**Problem details**
Update the entries below by replacing every "innermost point" with "most central point" and keeping everything else the same.
---
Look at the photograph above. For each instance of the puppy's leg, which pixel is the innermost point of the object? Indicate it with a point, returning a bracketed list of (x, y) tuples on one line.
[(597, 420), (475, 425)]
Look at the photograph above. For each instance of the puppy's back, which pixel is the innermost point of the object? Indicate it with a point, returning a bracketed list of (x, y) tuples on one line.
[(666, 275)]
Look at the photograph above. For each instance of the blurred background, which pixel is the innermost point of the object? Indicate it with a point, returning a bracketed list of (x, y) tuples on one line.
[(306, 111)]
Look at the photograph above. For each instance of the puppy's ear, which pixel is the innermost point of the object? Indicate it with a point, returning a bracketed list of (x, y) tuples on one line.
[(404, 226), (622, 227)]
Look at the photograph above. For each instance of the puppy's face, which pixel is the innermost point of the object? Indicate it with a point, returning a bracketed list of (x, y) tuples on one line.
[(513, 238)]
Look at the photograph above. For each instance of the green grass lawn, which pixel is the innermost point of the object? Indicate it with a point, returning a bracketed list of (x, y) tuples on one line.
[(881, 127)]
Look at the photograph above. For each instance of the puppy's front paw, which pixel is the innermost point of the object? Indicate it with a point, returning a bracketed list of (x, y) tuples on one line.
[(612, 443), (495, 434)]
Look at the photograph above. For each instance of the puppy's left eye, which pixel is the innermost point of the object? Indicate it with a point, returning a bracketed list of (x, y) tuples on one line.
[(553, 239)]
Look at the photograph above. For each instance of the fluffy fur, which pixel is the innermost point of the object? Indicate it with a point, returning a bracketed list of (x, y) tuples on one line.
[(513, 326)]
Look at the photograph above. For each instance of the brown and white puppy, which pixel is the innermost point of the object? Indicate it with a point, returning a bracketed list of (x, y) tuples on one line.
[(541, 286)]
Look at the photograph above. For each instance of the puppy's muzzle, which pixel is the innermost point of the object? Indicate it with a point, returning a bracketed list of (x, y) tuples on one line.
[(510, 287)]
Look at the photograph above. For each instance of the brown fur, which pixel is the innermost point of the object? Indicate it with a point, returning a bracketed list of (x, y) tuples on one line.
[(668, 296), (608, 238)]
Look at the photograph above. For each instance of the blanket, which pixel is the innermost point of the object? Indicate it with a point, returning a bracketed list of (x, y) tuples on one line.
---
**Task response**
Look at the photograph above. For each instance of the puppy's leg, which pixel is the most central point of the object? Indicate it with a point, returning a bracketed list of (x, y) tuples on one line.
[(597, 420), (475, 425)]
Look at the photograph above. For each instance of the puppy's back, which pixel is the most central point of the object? Indicate it with a point, returning a bracketed list of (x, y) tuples on one line.
[(666, 275)]
Look at the photograph above. For each instance of the blurred background, which pixel is the most central point of the object? Indicate it with a point, returning a bracketed list of (x, y) tuples on one line.
[(306, 111)]
Look at the photograph above. For each instance of the puppy's ear, which pixel is the most central point of the object? Indicate it with a point, returning a bracketed list of (x, y) tuples on one line.
[(404, 226), (622, 227)]
Look at the photograph above. For each instance of the puppy's face, which pixel is the most central point of the object? Indicate it with a point, returning a bracketed list of (x, y) tuples on one line.
[(513, 238)]
Look at the photograph above. For each instance of the green grass lawn, which pixel is the most central point of the object? Indicate it with a point, returning a bracketed list of (x, y) tuples on one line.
[(881, 127)]
Look at the photograph above. For each instance of the puppy's front paw, which pixel is the most central point of the object? Indicate it with a point, returning a bracketed list of (x, y) tuples on one line.
[(612, 443), (495, 434)]
Look at the photograph above. For each instance of the puppy's left eye, which pixel is the most central point of the object? Indicate it with a point, returning a bracketed list of (x, y) tuples on one line.
[(553, 239)]
Look at the photograph above. For each instance of the fluffy fur, which pixel is the most central point of the object? Indicate it with a point, returning a bracketed list of (x, y) tuples on one line.
[(513, 326)]
Look at the photograph above. For each instance of the brown and white puppy, which pixel is the most central point of the object? Indicate it with a point, returning a bracketed list of (x, y) tuples on one line.
[(541, 286)]
Look at the photograph above. For each instance of the puppy's muzzle, which pixel is the most central point of the object? Indicate it with a point, returning a bracketed list of (x, y) tuples on one line.
[(510, 287)]
Look at the photograph above. For each instance of the brown fur, which pixel is the most central point of the object? Indicate it with a point, returning a bracketed list of (x, y) tuples on one line.
[(668, 296), (608, 238)]
Look at the photograph above. For each instance of the blanket, which pixel is the most central point of the object? Indicate it with a point, returning a bracketed list of (x, y) tuples on one line.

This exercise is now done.